● **Set problem**:
Copy the listing from the line containing "of the path" through its end, swapping "disc" for "circle" and leaving everything else unchanged.

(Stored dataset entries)
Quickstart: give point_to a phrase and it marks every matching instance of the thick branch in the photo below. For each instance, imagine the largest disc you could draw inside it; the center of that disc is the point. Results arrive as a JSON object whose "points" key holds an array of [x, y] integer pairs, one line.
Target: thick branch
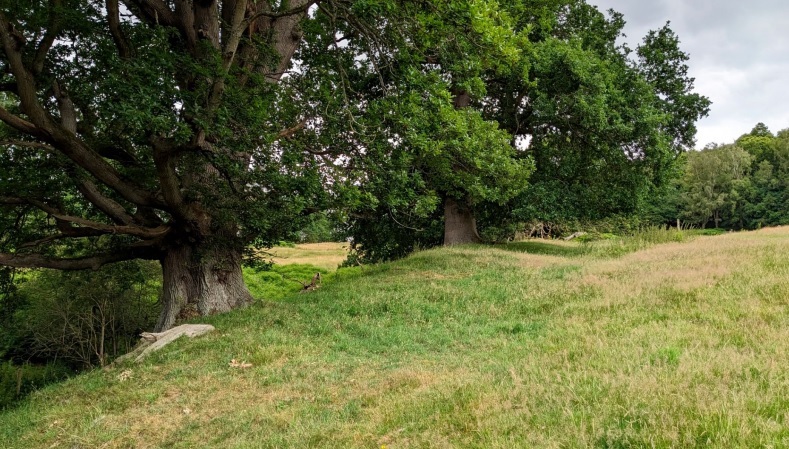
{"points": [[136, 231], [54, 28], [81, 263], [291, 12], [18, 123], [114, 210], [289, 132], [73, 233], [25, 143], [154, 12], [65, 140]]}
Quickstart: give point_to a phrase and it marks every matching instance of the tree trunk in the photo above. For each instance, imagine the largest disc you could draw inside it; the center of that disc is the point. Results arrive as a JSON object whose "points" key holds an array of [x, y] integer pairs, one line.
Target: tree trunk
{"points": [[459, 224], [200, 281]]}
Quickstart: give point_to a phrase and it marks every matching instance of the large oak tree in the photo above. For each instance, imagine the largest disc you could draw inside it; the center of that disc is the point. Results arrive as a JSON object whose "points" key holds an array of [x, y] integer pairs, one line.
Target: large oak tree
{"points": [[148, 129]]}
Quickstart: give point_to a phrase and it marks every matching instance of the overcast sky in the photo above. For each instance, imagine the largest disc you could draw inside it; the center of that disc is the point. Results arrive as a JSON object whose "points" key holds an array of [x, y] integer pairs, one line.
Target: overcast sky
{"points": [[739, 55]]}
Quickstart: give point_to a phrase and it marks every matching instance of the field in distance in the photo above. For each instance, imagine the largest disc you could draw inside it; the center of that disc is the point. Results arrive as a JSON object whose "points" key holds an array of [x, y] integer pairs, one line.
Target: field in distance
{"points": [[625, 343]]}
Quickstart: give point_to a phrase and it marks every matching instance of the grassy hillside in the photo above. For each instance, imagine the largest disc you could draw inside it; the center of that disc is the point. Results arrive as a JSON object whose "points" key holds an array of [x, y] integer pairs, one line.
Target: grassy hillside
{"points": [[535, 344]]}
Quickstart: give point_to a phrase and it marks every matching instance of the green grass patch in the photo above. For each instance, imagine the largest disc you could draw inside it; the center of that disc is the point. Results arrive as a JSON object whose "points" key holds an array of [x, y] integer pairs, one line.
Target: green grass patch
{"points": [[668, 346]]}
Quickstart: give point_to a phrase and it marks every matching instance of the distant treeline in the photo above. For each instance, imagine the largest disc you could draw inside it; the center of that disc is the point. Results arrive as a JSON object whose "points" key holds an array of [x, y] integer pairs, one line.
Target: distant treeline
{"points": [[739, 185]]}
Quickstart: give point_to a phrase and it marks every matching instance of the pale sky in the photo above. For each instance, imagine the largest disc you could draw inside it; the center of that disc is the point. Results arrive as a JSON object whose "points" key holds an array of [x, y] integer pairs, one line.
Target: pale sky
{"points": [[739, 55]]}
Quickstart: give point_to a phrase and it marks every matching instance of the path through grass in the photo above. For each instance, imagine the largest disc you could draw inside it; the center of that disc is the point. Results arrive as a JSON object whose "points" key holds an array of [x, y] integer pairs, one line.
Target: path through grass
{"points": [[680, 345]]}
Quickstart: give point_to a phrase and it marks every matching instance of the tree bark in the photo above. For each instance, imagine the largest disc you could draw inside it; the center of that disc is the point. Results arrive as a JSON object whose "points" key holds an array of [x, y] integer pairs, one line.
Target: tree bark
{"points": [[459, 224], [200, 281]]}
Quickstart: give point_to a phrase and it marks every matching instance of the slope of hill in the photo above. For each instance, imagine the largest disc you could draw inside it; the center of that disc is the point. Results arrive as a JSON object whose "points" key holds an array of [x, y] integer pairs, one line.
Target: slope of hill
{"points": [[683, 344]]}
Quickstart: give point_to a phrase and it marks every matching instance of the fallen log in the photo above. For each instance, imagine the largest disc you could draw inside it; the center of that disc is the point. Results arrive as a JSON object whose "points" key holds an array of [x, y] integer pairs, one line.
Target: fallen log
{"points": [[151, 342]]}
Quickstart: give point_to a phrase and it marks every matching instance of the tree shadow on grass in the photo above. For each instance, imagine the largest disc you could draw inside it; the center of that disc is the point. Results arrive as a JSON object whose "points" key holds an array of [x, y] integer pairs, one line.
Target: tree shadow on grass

● **Result of the exercise**:
Quickstart: give point_to a phrase and it marks every matching instance of the path through grass in the photo above. For each instance, imagine the largest circle you could draw inside it; the center of that circle is the point. Results arrive as a JSON object whose "points" key holds an array of [x, y] integer pairs, one line.
Target: path through grass
{"points": [[680, 345]]}
Quickstart: give point_to a phrase and it marks every matching instance of the tree bark in the photo above. For each instance, imagine the largest circle you could draw inside it; the center of that circle is the point. Results arrive as a JSON object whose "points" key holds an array of [x, y] integer pairs, one line.
Target: tree bark
{"points": [[459, 224], [200, 281]]}
Quickstart: give point_to a phrase and it marks every matching instance of the slope of hill in the photo above. For each instance, imagine the largest circle you could draw inside it; the center of that circle is the point. Results arrive as a JSON object whose "points" key holds an array of [x, y] integer pairs, one line.
Target: slope of hill
{"points": [[683, 344]]}
Quickstart: give point_to a phrase and it marks every matching instance of the fallen log in the photo above. For each instance, imagine the largest circle you could draw inside it; the center of that circle is the point. Results arrive as a JSON object whose "points" key holds an array of [x, y] integer pairs, one line.
Target: fallen log
{"points": [[151, 342]]}
Quickstart: give point_to a phrase and it marks every matching instance of the tree shadow on grass in the photo above. For each instance, imagine the largest circle you could draw inside it; the center of that circle is the point. Results arrive as a JSON object whose "points" key holds an array of [x, y] integer pairs, one line.
Target: tree shadow on grass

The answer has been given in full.